• TASK OBJECTIVE
Switch every "Screen reader helper" in the rows below to "Accessibility assistant", and write the rows out again with everything else left unchanged.

• DATA IN THIS EXERCISE
**********

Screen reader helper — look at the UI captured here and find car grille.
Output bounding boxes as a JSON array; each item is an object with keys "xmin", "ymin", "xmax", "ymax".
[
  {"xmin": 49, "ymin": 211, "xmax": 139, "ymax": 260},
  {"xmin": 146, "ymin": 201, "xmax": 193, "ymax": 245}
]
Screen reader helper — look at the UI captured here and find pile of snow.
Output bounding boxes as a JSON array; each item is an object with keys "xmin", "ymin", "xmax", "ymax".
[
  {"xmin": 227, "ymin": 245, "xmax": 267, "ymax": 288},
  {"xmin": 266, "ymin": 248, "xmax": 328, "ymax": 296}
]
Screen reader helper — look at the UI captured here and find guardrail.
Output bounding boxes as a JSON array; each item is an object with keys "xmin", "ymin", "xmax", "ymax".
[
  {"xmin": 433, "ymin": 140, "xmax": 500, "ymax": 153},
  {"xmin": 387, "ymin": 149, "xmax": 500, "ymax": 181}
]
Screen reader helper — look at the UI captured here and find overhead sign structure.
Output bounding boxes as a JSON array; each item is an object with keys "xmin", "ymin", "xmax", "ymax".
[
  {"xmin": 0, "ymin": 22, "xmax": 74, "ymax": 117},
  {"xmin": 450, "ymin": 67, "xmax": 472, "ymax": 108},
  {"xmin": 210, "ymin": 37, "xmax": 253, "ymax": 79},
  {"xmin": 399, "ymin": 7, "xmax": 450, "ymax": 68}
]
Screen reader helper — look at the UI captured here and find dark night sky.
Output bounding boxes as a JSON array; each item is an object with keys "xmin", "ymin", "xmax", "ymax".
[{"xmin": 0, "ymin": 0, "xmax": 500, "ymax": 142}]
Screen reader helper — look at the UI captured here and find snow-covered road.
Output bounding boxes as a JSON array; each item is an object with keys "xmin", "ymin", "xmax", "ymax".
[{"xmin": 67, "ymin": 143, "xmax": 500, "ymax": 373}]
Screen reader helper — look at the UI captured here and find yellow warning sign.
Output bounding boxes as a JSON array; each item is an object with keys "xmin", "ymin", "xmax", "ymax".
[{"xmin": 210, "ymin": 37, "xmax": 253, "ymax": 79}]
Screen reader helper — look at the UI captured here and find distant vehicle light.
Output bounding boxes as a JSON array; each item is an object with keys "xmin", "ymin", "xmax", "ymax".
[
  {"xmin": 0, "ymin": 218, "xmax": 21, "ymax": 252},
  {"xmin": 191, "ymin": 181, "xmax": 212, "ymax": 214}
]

**********

• REPLY TO THE TASK
Accessibility assistant — look at the UI captured here and find car grille.
Output bounding boxes as a JSON array; each item is an object with keys "xmin", "ymin", "xmax", "ymax".
[
  {"xmin": 49, "ymin": 211, "xmax": 139, "ymax": 260},
  {"xmin": 146, "ymin": 201, "xmax": 193, "ymax": 245}
]
Accessibility assistant — look at the UI captured here and find pile of snow.
Output bounding boxes as a JSON array; each item is an object with keys "xmin", "ymin", "xmax", "ymax".
[
  {"xmin": 227, "ymin": 245, "xmax": 267, "ymax": 288},
  {"xmin": 266, "ymin": 248, "xmax": 328, "ymax": 296}
]
Accessibility assistant — look at the UI captured here and find guardrail.
Output bounding boxes as a JSON array; each item is an object with keys "xmin", "ymin", "xmax", "ymax".
[
  {"xmin": 433, "ymin": 140, "xmax": 500, "ymax": 153},
  {"xmin": 387, "ymin": 149, "xmax": 500, "ymax": 181}
]
Accessibility assistant — look at the UI captured here and find overhead sign structure.
Output bounding boxes as a JSON array; each item is an object with keys "xmin", "ymin", "xmax", "ymax".
[
  {"xmin": 0, "ymin": 22, "xmax": 74, "ymax": 117},
  {"xmin": 450, "ymin": 67, "xmax": 472, "ymax": 108},
  {"xmin": 210, "ymin": 37, "xmax": 253, "ymax": 79},
  {"xmin": 399, "ymin": 7, "xmax": 450, "ymax": 68}
]
Accessibility assistant — look at the UI captured here and find dark night sky.
Output bounding boxes as a JSON array; each item is an object with keys "xmin", "ymin", "xmax", "ymax".
[{"xmin": 0, "ymin": 0, "xmax": 500, "ymax": 142}]
Accessibility assistant — look at the UI captured here and find snow-covered road.
Output bounding boxes as a JSON array; each item is an object with keys "xmin", "ymin", "xmax", "ymax".
[{"xmin": 67, "ymin": 143, "xmax": 500, "ymax": 373}]
Accessibility assistant — look at the UI captured here and find yellow warning sign.
Output bounding boxes as a JSON array; each item is an object with keys "xmin", "ymin", "xmax", "ymax".
[{"xmin": 210, "ymin": 37, "xmax": 253, "ymax": 79}]
Accessibility assistant — look at the UI captured here and find distant vehicle light.
Output bounding boxes as a JSON array; each item is an object with keys "xmin", "ymin", "xmax", "ymax".
[
  {"xmin": 0, "ymin": 218, "xmax": 21, "ymax": 252},
  {"xmin": 191, "ymin": 181, "xmax": 212, "ymax": 214}
]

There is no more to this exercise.